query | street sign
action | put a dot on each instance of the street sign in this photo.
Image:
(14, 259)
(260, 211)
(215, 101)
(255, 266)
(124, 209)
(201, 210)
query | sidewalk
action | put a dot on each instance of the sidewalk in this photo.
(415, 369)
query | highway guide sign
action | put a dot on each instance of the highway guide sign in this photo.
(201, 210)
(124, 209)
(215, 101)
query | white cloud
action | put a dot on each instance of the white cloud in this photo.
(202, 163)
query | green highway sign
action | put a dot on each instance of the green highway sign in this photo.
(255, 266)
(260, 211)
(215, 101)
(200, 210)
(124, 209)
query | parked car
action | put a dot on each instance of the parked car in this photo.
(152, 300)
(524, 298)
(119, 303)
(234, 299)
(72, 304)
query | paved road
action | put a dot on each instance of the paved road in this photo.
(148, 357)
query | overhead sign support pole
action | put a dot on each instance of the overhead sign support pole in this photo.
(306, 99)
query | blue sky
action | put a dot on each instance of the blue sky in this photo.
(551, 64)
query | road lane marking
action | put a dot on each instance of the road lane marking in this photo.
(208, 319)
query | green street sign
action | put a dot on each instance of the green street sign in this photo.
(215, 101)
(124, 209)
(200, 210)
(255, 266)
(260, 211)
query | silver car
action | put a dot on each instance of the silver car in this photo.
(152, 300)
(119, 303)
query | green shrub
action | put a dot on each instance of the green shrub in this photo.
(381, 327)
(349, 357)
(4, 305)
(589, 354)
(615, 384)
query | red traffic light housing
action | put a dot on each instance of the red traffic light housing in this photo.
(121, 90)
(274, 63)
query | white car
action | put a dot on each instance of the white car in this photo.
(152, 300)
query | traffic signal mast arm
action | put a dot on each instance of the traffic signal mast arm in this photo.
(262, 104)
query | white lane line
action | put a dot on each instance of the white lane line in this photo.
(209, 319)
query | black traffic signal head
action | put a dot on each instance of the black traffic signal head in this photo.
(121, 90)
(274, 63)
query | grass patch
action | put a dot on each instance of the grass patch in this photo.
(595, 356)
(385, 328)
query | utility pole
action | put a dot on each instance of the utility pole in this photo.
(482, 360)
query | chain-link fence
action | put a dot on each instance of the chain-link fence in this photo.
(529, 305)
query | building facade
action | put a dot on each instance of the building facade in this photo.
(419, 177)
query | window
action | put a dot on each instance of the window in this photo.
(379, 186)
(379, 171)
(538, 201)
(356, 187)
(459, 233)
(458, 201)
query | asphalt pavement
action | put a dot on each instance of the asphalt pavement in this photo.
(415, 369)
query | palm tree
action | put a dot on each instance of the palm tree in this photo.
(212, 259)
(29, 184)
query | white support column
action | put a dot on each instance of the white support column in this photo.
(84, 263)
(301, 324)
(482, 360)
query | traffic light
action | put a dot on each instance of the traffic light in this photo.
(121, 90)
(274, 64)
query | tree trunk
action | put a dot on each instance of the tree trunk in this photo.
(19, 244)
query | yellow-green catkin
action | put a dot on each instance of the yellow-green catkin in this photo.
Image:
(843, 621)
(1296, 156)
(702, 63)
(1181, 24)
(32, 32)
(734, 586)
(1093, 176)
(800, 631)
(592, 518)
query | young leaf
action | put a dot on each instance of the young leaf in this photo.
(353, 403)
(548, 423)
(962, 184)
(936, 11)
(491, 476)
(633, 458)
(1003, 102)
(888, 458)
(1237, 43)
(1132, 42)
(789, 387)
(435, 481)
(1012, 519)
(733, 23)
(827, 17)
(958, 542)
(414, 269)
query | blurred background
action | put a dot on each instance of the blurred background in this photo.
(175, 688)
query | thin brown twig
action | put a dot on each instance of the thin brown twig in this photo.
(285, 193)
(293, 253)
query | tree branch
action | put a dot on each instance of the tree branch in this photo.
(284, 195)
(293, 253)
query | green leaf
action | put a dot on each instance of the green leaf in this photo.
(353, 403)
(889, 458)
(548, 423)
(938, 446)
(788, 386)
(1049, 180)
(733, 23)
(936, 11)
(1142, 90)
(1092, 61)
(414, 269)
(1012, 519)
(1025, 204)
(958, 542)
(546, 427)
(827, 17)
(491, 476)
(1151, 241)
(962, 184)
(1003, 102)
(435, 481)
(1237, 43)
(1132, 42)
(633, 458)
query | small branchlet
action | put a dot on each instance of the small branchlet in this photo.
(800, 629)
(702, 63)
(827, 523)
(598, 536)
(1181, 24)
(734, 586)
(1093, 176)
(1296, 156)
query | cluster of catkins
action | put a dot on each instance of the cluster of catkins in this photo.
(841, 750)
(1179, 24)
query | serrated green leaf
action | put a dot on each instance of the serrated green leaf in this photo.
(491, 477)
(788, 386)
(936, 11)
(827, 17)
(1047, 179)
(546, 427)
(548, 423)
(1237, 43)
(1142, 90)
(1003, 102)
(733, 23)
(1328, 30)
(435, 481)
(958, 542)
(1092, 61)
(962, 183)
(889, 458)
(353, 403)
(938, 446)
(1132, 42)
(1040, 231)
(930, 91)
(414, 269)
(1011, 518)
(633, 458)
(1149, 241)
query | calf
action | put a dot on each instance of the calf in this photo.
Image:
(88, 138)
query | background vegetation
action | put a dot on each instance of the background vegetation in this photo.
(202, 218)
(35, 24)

## AIM
Switch every "put a dot on" in the material above to "place a point on" and reproduce all of its lines with nothing else altered.

## SOLUTION
query | street sign
action | place a point on each instance of the street sign in this photo.
Image:
(14, 259)
(260, 211)
(215, 101)
(255, 266)
(124, 209)
(201, 210)
query | sidewalk
action | place a point on each instance of the sidewalk in this photo.
(415, 369)
query | highway guide sign
action | place a point on each instance of the highway guide sign in this photo.
(201, 210)
(124, 209)
(215, 101)
query | white cloud
action | place a point on each instance of the white cloud in this photo.
(202, 163)
query | green highway sign
action | place a point on each instance of the green highway sign in this photo.
(255, 266)
(260, 211)
(215, 101)
(200, 210)
(124, 209)
query | parked car
action | place a point on each instance of the parked car in this photo.
(152, 300)
(524, 298)
(119, 303)
(234, 299)
(72, 304)
query | paved road
action | place a point on each instance of the paved road in this photo.
(148, 357)
query | overhead sign support pole
action | place a point on each instance of the overhead sign support pole in this photo.
(306, 99)
query | blue sky
action | place a point on each instance of the blue sky in this photo.
(551, 64)
query | road lane marking
action | place a point on each instance of the road lane marking in this photo.
(208, 319)
query | green street sign
action | place a point on each instance of the green street sign in this photo.
(215, 101)
(124, 209)
(200, 210)
(255, 266)
(260, 211)
query | silver car
action | place a point on each instance of the silver car in this photo.
(152, 300)
(119, 303)
query | green shrub
action | place a point on each instance of the green shrub in this photo.
(381, 327)
(349, 357)
(4, 305)
(589, 354)
(615, 384)
query | red traffic light housing
action | place a point on each instance of the red traffic light housing in this photo.
(121, 90)
(274, 63)
query | white car
action | place a point on each instance of the white car in this photo.
(152, 300)
query | traffic signal mast arm
action | place a point on each instance of the traffic signal mast arm in this photo.
(262, 104)
query | white lane line
action | place a point on each instance of the white lane line in this photo.
(209, 319)
query | black traffic signal head
action | place a point on each instance of the black traffic signal head in this photo.
(121, 90)
(274, 63)
query | grass patch
action | place a point on each instance of the grass patch in this photo.
(595, 356)
(385, 328)
query | utility pole
action | place a point on each instance of the utility pole in this photo.
(482, 360)
query | chain-link fence
action | place a point on each instance of the chain-link fence in this photo.
(529, 305)
query | building facade
action | place a point on each instance of the building facade in this photo.
(419, 177)
query | window
action | place a point on each instance of the window in this photo.
(379, 186)
(379, 171)
(538, 201)
(356, 187)
(459, 233)
(458, 201)
query | asphalt pavement
action | place a point on each instance of the asphalt pavement in this photo.
(415, 369)
query | palm tree
action | place a point on each instance of the palm tree in this photo.
(212, 259)
(29, 184)
query | white support column
action | place a point on each instance of the white support column in this photo.
(84, 263)
(301, 324)
(482, 360)
query | traffic light
action | place a point on each instance of the traffic light in this photo.
(121, 90)
(274, 64)
query | tree trunk
action | place a point on each instance of the tree trunk in this photo.
(19, 244)
query | yellow-green catkin
action | place a point on each instance of the yellow-green catkin in this photo.
Image:
(843, 621)
(1296, 156)
(702, 63)
(1181, 24)
(32, 32)
(734, 586)
(1093, 176)
(800, 631)
(592, 518)
query | young leaf
action | place a point on each instance of the young leaf in this photo.
(353, 403)
(548, 423)
(962, 184)
(936, 11)
(491, 476)
(633, 458)
(1003, 102)
(888, 458)
(1237, 43)
(1132, 42)
(789, 387)
(435, 481)
(1012, 519)
(733, 23)
(827, 17)
(958, 542)
(414, 269)
query | blurred background
action | place a point on each instance of the blurred background in this photo.
(175, 688)
query | thin brown twig
action | place a point on each instance of the thin brown twig in this photo.
(285, 193)
(293, 253)
query | tree branch
action | place a point on each instance of the tree branch in this photo.
(284, 195)
(293, 253)
query | green leaf
action | place a point on each instance of the green leaf in this photo.
(353, 403)
(889, 458)
(548, 423)
(938, 446)
(788, 386)
(1049, 180)
(733, 23)
(936, 11)
(1142, 90)
(1092, 61)
(414, 269)
(1012, 519)
(1025, 204)
(958, 542)
(546, 427)
(827, 17)
(491, 476)
(1151, 241)
(962, 184)
(1003, 102)
(435, 481)
(1237, 43)
(1132, 42)
(633, 458)
query | small branchlet
action | place a point on each instance of the small branchlet in this photo.
(800, 629)
(702, 63)
(827, 523)
(598, 536)
(1181, 24)
(734, 586)
(1093, 176)
(1296, 156)
query | cluster of catkins
action | place a point on each instance of the cluster of catkins in this photo.
(841, 750)
(1179, 24)
query | serrated green leaf
action | place a point on each instance of the serrated green leaf in this photo.
(491, 477)
(788, 386)
(936, 11)
(827, 17)
(1047, 179)
(546, 427)
(548, 423)
(1237, 43)
(1142, 90)
(1003, 102)
(733, 23)
(1328, 30)
(435, 481)
(958, 542)
(1092, 61)
(962, 183)
(889, 458)
(353, 403)
(938, 446)
(1132, 42)
(1040, 231)
(930, 91)
(414, 269)
(1011, 518)
(633, 458)
(1149, 241)
query | calf
action | place a point on each instance of the calf in this photo.
Image:
(88, 138)
query | background vegetation
action | place a point on each instance of the background vegetation in this photo.
(202, 218)
(35, 24)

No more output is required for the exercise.